EXCERPTED DATA:
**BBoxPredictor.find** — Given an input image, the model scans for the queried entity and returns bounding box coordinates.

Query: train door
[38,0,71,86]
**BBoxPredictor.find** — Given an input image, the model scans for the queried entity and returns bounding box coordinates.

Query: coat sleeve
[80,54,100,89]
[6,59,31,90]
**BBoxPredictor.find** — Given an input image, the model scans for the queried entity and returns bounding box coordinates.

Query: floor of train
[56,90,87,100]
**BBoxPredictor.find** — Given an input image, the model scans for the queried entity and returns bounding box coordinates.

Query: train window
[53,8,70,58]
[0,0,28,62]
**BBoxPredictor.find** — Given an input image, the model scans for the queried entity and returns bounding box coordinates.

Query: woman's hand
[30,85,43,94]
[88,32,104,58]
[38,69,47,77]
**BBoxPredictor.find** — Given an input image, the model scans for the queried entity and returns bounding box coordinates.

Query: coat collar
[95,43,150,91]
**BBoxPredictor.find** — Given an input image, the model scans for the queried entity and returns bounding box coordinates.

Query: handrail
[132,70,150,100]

--

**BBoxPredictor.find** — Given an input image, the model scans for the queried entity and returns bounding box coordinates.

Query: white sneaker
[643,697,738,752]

TO DO: Pull out every line in the entries above that contains the word "coat", treating uppercase and lowercase letters as different.

WORKED ANSWER:
Query: coat sleeve
Query: coat collar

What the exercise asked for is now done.